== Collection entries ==
-- -- --
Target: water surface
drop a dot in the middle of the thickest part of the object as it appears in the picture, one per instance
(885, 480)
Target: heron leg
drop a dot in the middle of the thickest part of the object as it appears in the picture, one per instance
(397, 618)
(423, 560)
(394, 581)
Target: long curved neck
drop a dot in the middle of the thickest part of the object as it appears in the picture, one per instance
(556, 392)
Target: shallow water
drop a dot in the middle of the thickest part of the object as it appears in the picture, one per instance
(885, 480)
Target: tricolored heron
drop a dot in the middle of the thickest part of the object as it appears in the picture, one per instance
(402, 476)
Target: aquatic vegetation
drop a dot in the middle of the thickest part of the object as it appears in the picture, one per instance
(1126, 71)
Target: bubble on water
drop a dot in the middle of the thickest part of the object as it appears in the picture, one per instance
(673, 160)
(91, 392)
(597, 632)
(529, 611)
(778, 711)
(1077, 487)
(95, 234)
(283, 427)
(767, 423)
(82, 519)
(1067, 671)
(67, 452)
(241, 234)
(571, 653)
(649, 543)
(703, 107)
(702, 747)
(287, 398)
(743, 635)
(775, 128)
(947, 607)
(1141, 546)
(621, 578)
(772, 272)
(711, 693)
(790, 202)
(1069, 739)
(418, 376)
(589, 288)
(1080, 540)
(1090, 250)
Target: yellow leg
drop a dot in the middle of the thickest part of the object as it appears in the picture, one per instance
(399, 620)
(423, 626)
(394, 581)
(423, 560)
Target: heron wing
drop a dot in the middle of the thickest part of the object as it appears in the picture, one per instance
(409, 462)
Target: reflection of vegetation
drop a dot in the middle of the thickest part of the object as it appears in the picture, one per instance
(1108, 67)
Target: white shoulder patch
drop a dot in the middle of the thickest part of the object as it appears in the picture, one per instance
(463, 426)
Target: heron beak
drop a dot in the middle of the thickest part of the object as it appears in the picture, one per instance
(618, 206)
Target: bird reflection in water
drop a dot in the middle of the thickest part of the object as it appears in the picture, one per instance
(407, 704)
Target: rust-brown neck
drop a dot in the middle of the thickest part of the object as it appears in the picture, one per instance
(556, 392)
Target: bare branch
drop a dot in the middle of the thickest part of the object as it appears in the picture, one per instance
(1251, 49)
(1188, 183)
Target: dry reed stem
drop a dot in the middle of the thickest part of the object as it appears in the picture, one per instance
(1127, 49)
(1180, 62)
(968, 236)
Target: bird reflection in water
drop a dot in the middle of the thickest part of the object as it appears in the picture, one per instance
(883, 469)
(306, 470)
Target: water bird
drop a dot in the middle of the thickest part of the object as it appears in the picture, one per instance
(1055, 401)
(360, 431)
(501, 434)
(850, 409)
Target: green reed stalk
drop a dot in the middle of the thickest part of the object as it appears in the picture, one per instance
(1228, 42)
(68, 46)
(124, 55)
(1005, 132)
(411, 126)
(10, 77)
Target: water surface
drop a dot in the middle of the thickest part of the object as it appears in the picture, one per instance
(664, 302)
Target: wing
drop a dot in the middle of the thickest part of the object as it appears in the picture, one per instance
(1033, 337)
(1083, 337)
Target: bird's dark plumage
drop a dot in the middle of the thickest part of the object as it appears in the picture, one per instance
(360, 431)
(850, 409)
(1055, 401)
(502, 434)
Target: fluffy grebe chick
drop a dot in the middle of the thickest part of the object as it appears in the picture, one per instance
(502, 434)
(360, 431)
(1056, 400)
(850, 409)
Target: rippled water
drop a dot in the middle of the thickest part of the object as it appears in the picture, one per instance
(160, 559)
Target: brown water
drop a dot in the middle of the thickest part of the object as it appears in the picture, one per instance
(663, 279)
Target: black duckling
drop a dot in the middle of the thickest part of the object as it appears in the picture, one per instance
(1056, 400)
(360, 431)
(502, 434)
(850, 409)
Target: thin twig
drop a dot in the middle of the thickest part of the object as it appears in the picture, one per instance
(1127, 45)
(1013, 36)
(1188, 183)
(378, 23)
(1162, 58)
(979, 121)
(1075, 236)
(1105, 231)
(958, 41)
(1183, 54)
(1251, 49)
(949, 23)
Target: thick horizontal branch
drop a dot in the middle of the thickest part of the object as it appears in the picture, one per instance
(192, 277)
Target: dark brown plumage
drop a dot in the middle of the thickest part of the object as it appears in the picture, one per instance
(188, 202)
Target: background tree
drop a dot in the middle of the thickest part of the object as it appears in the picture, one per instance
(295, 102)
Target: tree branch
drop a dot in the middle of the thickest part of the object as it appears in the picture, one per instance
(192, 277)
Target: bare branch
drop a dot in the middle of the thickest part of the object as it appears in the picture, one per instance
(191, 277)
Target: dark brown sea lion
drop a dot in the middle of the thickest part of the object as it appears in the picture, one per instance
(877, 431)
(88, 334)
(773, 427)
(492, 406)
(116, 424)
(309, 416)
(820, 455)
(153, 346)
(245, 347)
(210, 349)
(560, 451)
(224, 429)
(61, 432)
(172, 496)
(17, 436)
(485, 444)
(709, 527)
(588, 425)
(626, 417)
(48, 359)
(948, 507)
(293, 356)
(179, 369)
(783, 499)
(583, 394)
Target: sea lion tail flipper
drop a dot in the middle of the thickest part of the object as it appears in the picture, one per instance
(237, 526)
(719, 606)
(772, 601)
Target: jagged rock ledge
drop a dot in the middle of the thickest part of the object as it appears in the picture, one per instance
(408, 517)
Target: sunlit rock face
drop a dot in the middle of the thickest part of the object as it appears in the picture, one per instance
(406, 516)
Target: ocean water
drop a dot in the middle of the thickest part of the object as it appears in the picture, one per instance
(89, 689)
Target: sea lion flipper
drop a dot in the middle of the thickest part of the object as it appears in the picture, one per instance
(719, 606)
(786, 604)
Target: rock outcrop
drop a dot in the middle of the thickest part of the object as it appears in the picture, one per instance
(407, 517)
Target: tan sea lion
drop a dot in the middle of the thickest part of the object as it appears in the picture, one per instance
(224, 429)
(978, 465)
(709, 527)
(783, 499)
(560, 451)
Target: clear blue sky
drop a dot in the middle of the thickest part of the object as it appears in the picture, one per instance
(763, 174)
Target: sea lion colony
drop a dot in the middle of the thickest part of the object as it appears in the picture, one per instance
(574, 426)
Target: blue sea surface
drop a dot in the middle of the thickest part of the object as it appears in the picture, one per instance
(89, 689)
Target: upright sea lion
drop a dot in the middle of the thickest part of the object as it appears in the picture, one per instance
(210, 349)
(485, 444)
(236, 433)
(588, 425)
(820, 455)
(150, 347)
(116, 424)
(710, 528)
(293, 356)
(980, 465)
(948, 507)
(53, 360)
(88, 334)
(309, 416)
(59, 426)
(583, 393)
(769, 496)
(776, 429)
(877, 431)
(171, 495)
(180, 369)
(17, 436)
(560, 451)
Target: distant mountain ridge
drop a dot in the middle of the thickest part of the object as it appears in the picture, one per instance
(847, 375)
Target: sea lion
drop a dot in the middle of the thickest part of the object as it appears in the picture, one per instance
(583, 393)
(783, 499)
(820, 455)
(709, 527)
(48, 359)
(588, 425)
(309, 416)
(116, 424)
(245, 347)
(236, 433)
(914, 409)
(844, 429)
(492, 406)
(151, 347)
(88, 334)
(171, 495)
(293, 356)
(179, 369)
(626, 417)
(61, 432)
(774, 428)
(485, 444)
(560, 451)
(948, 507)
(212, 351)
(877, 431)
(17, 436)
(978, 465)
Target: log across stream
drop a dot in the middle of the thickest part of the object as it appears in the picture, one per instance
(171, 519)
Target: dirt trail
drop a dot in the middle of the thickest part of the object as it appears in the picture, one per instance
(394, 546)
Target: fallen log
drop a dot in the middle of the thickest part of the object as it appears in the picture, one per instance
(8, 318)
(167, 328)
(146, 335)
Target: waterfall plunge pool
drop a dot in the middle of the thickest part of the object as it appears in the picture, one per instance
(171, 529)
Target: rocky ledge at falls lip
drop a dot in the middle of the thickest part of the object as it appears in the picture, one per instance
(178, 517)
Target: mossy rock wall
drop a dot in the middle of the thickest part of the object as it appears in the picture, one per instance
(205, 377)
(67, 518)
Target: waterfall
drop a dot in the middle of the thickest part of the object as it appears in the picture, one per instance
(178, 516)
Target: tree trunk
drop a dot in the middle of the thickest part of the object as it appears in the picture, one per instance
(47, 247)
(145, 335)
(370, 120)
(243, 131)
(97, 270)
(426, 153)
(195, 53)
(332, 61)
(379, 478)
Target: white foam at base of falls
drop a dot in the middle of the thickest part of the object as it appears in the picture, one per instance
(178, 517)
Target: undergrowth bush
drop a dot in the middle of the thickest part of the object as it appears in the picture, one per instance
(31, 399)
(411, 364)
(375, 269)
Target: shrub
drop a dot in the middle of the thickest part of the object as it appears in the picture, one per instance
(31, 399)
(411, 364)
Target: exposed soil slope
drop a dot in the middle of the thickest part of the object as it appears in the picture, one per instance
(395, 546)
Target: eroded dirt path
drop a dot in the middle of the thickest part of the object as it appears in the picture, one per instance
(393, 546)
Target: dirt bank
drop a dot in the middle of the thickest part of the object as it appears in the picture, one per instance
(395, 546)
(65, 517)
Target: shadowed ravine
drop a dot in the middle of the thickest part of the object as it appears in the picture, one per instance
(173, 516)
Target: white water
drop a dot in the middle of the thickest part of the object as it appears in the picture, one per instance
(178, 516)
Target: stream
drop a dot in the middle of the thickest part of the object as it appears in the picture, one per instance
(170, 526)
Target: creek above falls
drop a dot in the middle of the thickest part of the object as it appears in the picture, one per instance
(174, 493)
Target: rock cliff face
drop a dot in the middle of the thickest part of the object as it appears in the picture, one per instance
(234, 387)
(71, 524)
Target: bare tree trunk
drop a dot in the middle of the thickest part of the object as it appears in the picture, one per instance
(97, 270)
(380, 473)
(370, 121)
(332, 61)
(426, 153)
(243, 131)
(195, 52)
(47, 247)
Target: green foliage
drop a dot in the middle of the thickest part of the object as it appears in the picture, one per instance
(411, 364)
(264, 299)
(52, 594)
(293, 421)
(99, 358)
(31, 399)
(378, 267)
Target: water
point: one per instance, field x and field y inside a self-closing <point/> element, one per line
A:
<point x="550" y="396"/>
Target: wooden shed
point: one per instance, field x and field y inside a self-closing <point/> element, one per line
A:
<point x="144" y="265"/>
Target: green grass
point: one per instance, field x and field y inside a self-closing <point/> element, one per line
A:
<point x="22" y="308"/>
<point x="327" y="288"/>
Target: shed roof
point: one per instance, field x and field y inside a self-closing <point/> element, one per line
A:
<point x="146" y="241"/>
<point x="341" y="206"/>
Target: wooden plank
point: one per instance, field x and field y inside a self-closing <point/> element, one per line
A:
-- -- --
== Written exercise ==
Quote, without alteration, the final stretch of the entries: the line with "Target: stream" onward to the last line.

== Answer ==
Target: stream
drop a dot in the middle of the thickest part of the object as it appears in the picture, one per instance
(170, 526)
Target: creek above falls
drop a dot in the middle of the thickest part of the object as it appears in the picture, one per instance
(174, 493)
Target: rock cliff face
drop a dot in the middle of the thickest part of the object as it appears in the picture, one per instance
(234, 387)
(71, 524)
Target: bare tree trunk
drop a dot in the middle of the thickest part of the object as it appears in the picture, one per instance
(97, 270)
(380, 473)
(370, 121)
(332, 61)
(426, 153)
(243, 131)
(195, 52)
(47, 247)
Target: green foliage
drop a dot in the middle of the thickest part of the object as it appears in the picture, one per instance
(411, 364)
(264, 299)
(52, 594)
(293, 421)
(99, 358)
(31, 399)
(378, 267)
Target: water
point: one per instance, field x and field y inside a self-closing <point/> element, one per line
A:
<point x="550" y="396"/>
Target: wooden shed
point: one per instance, field x and field y inside a self-closing <point/> element, one per line
A:
<point x="144" y="265"/>
Target: green grass
point: one per instance, field x and field y inside a self-closing <point/> element, one per line
A:
<point x="22" y="308"/>
<point x="327" y="288"/>
Target: shed roof
point: one per instance, field x and field y inside a self-closing <point/> element, one per line
A:
<point x="146" y="241"/>
<point x="341" y="206"/>
Target: wooden plank
point: one per instance, field x and field y inside a self-closing <point/> element, one per line
A:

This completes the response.